On Tue, Jan 9, 2024 at 2:13 PM Gregory Price <gregory.pr...@memverge.com> wrote:
>
> On Tue, Jan 09, 2024 at 01:27:28PM -0800, Hao Xiang wrote:
> > On Tue, Jan 9, 2024 at 11:58 AM Gregory Price
> > <gregory.pr...@memverge.com> wrote:
> > >
> > > If you drop this line:
> > >
> > > -numa node,memdev=vmem0,nodeid=1
> >
> > We tried this as well and it works after going through the cxlcli
> > process and created the devdax device. The problem is that without the
> > "nodeid=1" configuration, we cannot connect with the explicit per numa
> > node latency/bandwidth configuration "-numa hmat-lb". I glanced at the
> > code in hw/numa.c, parse_numa_hmat_lb() looks like the one passing the
> > lb information to VM's hmat.
> >
>
> Yeah, this is what Jonathan was saying - right now there isn't a good
> way (in QEMU) to pass the hmat/cdat stuff down through the device.
> Needs to be plumbed out.
>
> In the meantime: You should just straight up drop the cxl device from
> your QEMU config.  It doesn't actually get you anything.

Given exercise => Resume the email thread above about configuring CXL memory and NUMA nodes in QEMU, starting right after its last sentence.

Given information =>
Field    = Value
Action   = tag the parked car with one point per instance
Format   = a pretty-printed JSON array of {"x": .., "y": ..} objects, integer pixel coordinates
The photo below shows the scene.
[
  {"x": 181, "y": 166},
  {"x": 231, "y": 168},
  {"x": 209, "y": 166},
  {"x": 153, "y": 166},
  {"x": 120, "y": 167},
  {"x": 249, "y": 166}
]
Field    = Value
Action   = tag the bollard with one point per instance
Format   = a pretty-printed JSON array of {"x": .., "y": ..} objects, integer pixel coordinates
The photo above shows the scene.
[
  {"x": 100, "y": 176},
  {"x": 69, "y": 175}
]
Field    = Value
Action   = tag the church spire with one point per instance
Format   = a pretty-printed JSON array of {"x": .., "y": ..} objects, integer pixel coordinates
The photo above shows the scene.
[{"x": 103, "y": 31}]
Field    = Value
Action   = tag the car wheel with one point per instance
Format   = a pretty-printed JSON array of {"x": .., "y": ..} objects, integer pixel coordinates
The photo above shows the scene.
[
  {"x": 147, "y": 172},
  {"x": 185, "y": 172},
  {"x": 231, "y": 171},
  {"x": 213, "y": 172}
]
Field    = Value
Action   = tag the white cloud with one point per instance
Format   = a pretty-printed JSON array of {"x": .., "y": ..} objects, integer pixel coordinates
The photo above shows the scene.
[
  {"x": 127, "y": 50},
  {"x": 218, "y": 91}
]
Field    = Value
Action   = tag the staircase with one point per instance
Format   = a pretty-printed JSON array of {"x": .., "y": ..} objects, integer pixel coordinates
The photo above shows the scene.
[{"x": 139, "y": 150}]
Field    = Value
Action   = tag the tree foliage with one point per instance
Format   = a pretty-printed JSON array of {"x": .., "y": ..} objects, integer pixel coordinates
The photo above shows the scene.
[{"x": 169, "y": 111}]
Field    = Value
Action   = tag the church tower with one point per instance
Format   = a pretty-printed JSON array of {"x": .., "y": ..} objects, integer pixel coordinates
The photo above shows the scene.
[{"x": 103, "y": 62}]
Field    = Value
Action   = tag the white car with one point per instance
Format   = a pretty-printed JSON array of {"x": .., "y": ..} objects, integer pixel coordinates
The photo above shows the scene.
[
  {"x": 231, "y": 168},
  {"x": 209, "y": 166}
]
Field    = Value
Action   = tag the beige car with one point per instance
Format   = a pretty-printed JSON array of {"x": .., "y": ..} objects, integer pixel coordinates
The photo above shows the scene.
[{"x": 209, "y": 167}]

Response for this exercise =>
>
> > From what I understand so far, the guest kernel will dynamically
> > create a numa node after a cxl devdax device is created. That means we
> > don't know the numa node until after VM boot. 2. QEMU can only
> > statically parse the lb information to the VM at boot time. How do we
> > connect these two things?
>
> during boot, the kernel discovers all the memory regions exposed to
> bios. In this qemu configuration you have defined:
>
> region 0: CPU + DRAM node
> region 1: DRAM only node
> region 2: CXL Fixed Memory Window (the last line of the cxl stuff)
>
> The kernel reads this information on boot and reserves 1 numa node for
> each of these regions.
>
> The kernel then automatically brings up regions 0 and 1 in nodes 0 and 1
> respectively.
>
> Node2 sits dormant until you go through the cxl-cli startup sequence.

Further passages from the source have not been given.